— Collected data entries —
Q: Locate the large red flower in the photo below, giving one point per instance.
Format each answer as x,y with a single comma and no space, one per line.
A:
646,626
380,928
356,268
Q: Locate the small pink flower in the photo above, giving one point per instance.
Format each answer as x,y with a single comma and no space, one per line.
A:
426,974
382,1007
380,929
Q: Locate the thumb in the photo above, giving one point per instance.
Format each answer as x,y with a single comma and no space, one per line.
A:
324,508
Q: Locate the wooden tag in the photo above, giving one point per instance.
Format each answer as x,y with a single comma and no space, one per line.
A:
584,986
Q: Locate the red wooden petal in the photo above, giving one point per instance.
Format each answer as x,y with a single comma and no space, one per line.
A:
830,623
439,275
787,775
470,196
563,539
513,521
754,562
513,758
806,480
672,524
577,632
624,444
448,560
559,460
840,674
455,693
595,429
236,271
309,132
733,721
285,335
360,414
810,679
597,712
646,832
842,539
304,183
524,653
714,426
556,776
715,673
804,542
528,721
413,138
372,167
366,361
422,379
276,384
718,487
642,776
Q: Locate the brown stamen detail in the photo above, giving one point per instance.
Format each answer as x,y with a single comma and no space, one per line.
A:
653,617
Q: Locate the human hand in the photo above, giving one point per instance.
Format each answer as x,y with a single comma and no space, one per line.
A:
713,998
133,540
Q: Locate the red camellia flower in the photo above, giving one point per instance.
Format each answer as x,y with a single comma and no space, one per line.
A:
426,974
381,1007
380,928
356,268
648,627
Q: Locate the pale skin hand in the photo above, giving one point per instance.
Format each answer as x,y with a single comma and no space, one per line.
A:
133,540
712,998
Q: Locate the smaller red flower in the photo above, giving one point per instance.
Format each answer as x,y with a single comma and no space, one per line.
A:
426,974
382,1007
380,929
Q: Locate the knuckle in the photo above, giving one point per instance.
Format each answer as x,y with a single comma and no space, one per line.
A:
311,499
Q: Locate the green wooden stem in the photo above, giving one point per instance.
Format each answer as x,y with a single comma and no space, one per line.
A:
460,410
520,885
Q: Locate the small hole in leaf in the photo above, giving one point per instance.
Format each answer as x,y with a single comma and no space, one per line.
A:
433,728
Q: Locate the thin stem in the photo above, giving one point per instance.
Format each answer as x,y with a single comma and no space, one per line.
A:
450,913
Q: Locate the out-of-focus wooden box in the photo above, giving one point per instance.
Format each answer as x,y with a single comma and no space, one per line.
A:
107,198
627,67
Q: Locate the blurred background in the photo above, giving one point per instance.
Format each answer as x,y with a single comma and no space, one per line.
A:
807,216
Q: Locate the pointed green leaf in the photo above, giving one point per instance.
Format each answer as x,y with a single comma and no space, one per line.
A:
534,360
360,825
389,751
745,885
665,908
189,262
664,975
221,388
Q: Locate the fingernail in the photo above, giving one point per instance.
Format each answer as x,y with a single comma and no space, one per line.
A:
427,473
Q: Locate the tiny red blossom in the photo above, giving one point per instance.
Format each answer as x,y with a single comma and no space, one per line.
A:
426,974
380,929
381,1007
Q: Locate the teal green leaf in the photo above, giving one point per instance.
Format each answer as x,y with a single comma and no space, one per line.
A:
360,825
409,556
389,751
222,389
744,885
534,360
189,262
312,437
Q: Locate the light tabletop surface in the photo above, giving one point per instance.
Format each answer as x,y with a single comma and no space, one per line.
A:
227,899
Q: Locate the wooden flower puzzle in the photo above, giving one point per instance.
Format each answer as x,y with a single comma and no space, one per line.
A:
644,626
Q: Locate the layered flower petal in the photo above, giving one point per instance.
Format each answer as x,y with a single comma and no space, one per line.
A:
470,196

— Task objective —
Write out the records shown above, exactly as they appear.

— Answer to this exercise —
Q: Locate the large red flower in the photo below, giving one point per instance.
Format each answer as x,y with a single comma and no space, one per line.
A:
646,626
380,928
356,268
Q: Locate the small pink flower in the photo above, giving one point per instance.
Format each answer as x,y with a single comma and no space, one per line.
A:
426,974
382,1007
380,929
Q: Locate the thumb in the photo above, giving one point per instance.
Format each answer as x,y with a single comma and no space, one per line.
A:
324,508
Q: Locate the wooden tag in the photo above, giving one point per instance.
Format each answer as x,y with a single comma and no space, one per line.
A:
584,986
Q: Locate the red wooden petal in the photo above, giving one point per instance.
Format each answer as x,y with a single comma and no space, one per line.
A:
830,623
439,275
787,775
470,196
563,539
513,521
754,562
513,758
806,480
672,524
577,632
624,444
448,560
559,460
840,674
455,693
595,429
236,271
309,132
733,721
285,335
360,414
810,679
597,712
646,832
842,539
304,183
524,653
714,426
556,776
715,673
804,542
528,721
413,138
372,167
366,361
422,379
276,384
718,487
642,776
Q: Locate the brown stamen detail in the photo above, giving one point per instance.
Format each answer as x,y with a single comma and no space, one per line.
A:
653,617
Q: Locate the human hand in the photo above, giving one point per instance.
Format each answer as x,y with a single comma and no space, one per line.
A:
713,998
133,540
Q: Locate the red camellia flower in the photo above, giving one point per instance.
Format each answer as x,y with a single comma and no space, one per line.
A:
426,974
381,1007
380,928
356,268
648,627
Q: Locate the pale skin hand in the photo above, giving one point per instance.
Format each answer as x,y with a single comma and no space, one per line.
A:
133,540
712,998
Q: Locate the smaller red flower in the photo above, giving one point per instance.
Format each answer as x,y with a single comma and no space, one per line.
A:
426,974
382,1007
380,929
Q: Locate the knuckle in the photo above, giving one point per instance.
Format each answer as x,y with a single comma and no space, one per line.
A:
311,499
Q: Locate the green wooden stem in the photo above, giving one point per instance.
Format each answer as x,y with a single comma and no space, one per line.
A:
460,410
520,885
Q: Locate the small hole in leaf in the photo above, giving one point per instance.
Format each answer as x,y with a single comma and no space, one per line.
A:
433,728
Q: Locate the thin stem in the photo above, giving one point per instance.
Format each answer as x,y with a single comma and no space, one per line.
A:
450,913
Q: Locate the out-of-focus wooden box in the photo above, giving one point per instance.
Format each answer as x,y with a single comma and no space, one per line.
A:
107,198
627,67
Q: Locate the blurred background in the photo above, giving one point per instance.
Format each answer as x,y with a single comma and no space, one per line.
A:
807,216
Q: Locate the pointed green leaf in the photo above, giving one point per instance.
Format each answer as x,y with a single comma and no space, one per line.
A:
534,360
360,825
389,751
745,885
665,908
189,262
664,975
221,388
Q: Locate the fingernail in the photo above, giving one point per instance.
Format each answer as x,y with a single comma and no space, one per line.
A:
427,473
Q: Locate the tiny red blossom in the photo above, giving one point per instance.
Format each answer as x,y with a single comma and no space, one per line.
A:
426,974
380,929
381,1007
Q: Locate the teal green leaf in the photo above, giving one point per instance.
Format each answer as x,y with a single comma and no space, one per line.
A:
360,825
409,556
389,751
222,389
744,885
534,360
189,262
312,437
Q: Locate the light tabletop surface in the photo above, giving one point per instance.
Format each answer as x,y with a single comma and no space, one per line.
A:
227,899
Q: Locate the wooden flower puzzle in the photo above, giving one point per instance.
Format each answer as x,y with a single comma and no space, one per line.
A:
644,626
Q: Locate the layered flower petal in the photo above, giving one point per instance.
Format each answer as x,y with a single comma and no space, one per line.
A:
470,196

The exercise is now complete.